§ Excerpted passage
HOSPITAL bosses have been on a shopping trip to Spain in a bid to fill more than 100 nursing jobs for an expanding North-East heart unit.
Eleven Spanish nurses have been recruited by the South Tees Hospitals NHS Trust as part of ambitious expansion plans.
But many more are needed to staff the cardiothoracic unit at James Cook University Hospital, which is being extended as part of the Government's push to improve treatment for heart patients.
When they arrive on April 16 they will be the first Spanish nurses to arrive in the Northern and Yorkshire region. Most of the recent Spanish arrivals are working in the North-West.
The North-East already has the region's first Spanish hospital doctor to be recruited as part of the recent Government initiative.
And later this year a team from South Tees will travel to Berlin in search of German consultants, as part of the same initiative.
Spanish medic Dr Belen Carsi, who arrived in the UK three months ago, is now at the University Hospital of Hartlepool.
Most of the Spanish nurses are earmarked for the Middlesbrough hospital's expanding heart unit.
And with more than 100 new nurses needed to staff the unit over the next 12 months it is likely that the Teesside NHS trust will soon be back in Spain looking for more staff.

§ Records shown
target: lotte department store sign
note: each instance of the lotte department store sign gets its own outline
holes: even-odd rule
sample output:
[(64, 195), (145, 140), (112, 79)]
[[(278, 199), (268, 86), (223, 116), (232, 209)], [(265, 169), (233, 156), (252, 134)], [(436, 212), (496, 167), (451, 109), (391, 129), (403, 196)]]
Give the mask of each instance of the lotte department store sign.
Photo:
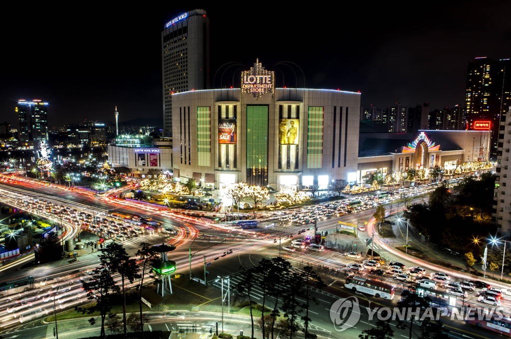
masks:
[(267, 71), (257, 59), (250, 71), (241, 72), (241, 92), (251, 94), (256, 100), (267, 93), (273, 93), (274, 72)]

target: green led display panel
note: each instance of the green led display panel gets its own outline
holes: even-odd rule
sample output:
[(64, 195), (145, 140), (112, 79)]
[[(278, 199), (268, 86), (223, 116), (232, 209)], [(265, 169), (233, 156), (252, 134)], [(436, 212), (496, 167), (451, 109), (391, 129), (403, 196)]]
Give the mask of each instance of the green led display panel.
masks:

§ To do
A - Answer these from the article on recruiting Spanish nurses:
(i) How many Spanish nurses has the South Tees Hospitals NHS Trust recruited?
(ii) To which city will a South Tees team travel later this year?
(iii) At which hospital is Dr Belen Carsi now working?
B - Could you duplicate the stretch of the article on recruiting Spanish nurses from "HOSPITAL bosses have" through "recent Government initiative."?
C - Can you finish out the next part of the article on recruiting Spanish nurses, picking up after its last sentence?
The entries that come after the article are separate material and have nothing to do with it.

§ Responses to the tasks
A -
(i) Eleven
(ii) Berlin
(iii) The University Hospital of Hartlepool

B -
HOSPITAL bosses have been on a shopping trip to Spain in a bid to fill more than 100 nursing jobs for an expanding North-East heart unit.
Eleven Spanish nurses have been recruited by the South Tees Hospitals NHS Trust as part of ambitious expansion plans.
But many more are needed to staff the cardiothoracic unit at James Cook University Hospital, which is being extended as part of the Government's push to improve treatment for heart patients.
When they arrive on April 16 they will be the first Spanish nurses to arrive in the Northern and Yorkshire region. Most of the recent Spanish arrivals are working in the North-West.
The North-East already has the region's first Spanish hospital doctor to be recruited as part of the recent Government initiative.

C -
Anne Sutcliffe, recruitment consultant for South Tees Hospitals said the need for more heart nurses was the driving force behind the trip to Spain a few weeks ago.
"The reason we went to Spain is because of our expansion plans, particularly in the cardiothoracic unit where we need to recruit more than 100 nurses in the next 12 months," she said.
Some of the nurses hired in Spain already have cardiothoracic experience while others will follow an intensive training course.
The Teesside team were able to impress candidates with the plans to transform the James Cook hospital site into a regional super-hospital.
A language specialist from Liverpool University accompanied the recruitment teams from NHS hospitals.
Mrs Sutcliffe said she was "impressed" by the linguistic skills of the nurses they have hired. "They speak English very well, now they will have to learn Middlesbrough," she joked.